▸ **GOAL**
Reproduce every line of the data below word for word, without changing anything.

▸ **MATERIAL TO PROCESS**
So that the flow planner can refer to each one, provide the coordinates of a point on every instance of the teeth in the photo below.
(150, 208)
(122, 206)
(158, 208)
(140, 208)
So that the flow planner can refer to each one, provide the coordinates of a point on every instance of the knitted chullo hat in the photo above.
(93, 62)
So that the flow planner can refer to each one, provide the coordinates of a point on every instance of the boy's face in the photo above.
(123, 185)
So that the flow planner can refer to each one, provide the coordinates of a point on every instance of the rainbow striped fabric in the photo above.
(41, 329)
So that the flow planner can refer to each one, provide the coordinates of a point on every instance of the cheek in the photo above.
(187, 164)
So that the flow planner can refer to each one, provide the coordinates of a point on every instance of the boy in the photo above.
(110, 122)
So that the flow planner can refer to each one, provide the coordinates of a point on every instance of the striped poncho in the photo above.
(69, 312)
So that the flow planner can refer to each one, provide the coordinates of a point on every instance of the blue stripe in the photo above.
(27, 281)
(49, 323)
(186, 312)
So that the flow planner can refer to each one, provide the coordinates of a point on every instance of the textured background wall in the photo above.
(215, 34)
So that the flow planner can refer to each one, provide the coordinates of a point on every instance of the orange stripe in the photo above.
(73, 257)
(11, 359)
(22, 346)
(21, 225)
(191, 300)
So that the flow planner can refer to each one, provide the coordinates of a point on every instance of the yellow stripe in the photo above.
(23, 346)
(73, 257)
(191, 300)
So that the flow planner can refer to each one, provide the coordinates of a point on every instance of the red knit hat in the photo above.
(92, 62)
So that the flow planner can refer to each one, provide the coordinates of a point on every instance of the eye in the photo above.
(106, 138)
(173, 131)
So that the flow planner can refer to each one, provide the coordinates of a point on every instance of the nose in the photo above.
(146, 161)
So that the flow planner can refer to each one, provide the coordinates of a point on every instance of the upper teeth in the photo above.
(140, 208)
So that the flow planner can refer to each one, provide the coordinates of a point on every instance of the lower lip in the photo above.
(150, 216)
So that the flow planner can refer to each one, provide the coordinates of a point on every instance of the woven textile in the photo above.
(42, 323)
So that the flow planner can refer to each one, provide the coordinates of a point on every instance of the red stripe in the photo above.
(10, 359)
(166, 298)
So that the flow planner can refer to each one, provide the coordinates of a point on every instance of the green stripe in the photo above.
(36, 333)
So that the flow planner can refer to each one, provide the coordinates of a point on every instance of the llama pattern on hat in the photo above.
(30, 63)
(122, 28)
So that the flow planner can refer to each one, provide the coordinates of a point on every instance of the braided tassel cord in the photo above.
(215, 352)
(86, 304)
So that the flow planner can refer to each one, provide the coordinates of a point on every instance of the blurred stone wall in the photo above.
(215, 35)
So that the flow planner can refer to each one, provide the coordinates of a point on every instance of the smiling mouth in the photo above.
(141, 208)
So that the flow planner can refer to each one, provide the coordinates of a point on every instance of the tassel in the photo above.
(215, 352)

▸ **FINAL RESULT**
So that the flow planner can refer to each one, provide the coordinates of a point on every instance of the teeth in the photo below.
(150, 208)
(122, 206)
(158, 208)
(140, 208)
So that the flow planner can refer to each one, provide the coordinates of a point on every instance of the knitted chullo hat in the photo above.
(93, 62)
So that the flow planner can refer to each one, provide the coordinates of a point on every instance of the boy's face in the photo above.
(123, 185)
So that the flow planner can refer to each one, provide the coordinates of a point on every instance of the rainbow striped fabric in the photo above.
(41, 329)
So that the flow planner can refer to each one, provide the coordinates of a point on every instance of the cheek in the photo above.
(187, 164)
So that the flow planner can refer to each one, provide the coordinates of a point on every instance of the boy in the photo above.
(110, 122)
So that the flow planner can refer to each one, provide the coordinates of a point on every instance of the striped poncho in the photo above.
(69, 312)
So that the flow planner can refer to each one, provide the coordinates of a point on every instance of the blue stripe in the photo above.
(27, 281)
(49, 323)
(186, 312)
So that the flow planner can refer to each one, provide the coordinates of a point on every instance of the textured background wall in the photo above.
(215, 34)
So that the flow planner can refer to each one, provide the coordinates of a point on every instance of the orange stripe in the photo above.
(73, 257)
(11, 359)
(22, 346)
(21, 225)
(191, 300)
So that the flow planner can refer to each one, provide the coordinates of a point on every instance of the yellow stripe in the photo above.
(23, 346)
(73, 257)
(191, 300)
So that the flow planner can refer to each one, provide the coordinates of a point on every instance of the red knit hat in the photo above.
(92, 62)
So that the flow planner can refer to each one, provide the coordinates of a point on every instance of the eye in the photo above.
(106, 138)
(173, 131)
So that the flow planner can refer to each one, provide the coordinates of a point on every instance of the nose in the photo above.
(146, 161)
So that the flow planner can refer to each one, provide the coordinates of a point on every instance of the upper teeth in the photo above.
(140, 208)
So that the flow planner can refer to each one, provide the coordinates of a point on every instance of the lower lip in the photo above.
(150, 216)
So that the flow planner can refer to each one, provide the coordinates of a point on every instance of the woven textile in the photo above.
(42, 323)
So that the flow planner can refer to each one, provide the coordinates of a point on every instance of the red stripe in the photo above.
(10, 359)
(166, 298)
So that the flow planner can refer to each one, provide the coordinates of a point on every instance of the green stripe in the photo above.
(36, 333)
So that the flow planner can refer to each one, provide the coordinates of a point on every instance of the llama pattern on hat in the photo above.
(30, 63)
(122, 28)
So that the flow planner can refer to each one, provide the coordinates of a point on every instance of the braided tassel cord in the photo above.
(215, 352)
(86, 304)
So that the flow planner can refer to each one, provide the coordinates of a point on every instance of the blurred stone wall in the photo above.
(215, 35)
So that the flow planner can refer to each one, provide the coordinates of a point on every instance of the smiling mouth in the photo above.
(141, 208)
So that the flow planner can refer to each one, provide the coordinates of a point on every instance of the tassel in the photo above.
(215, 352)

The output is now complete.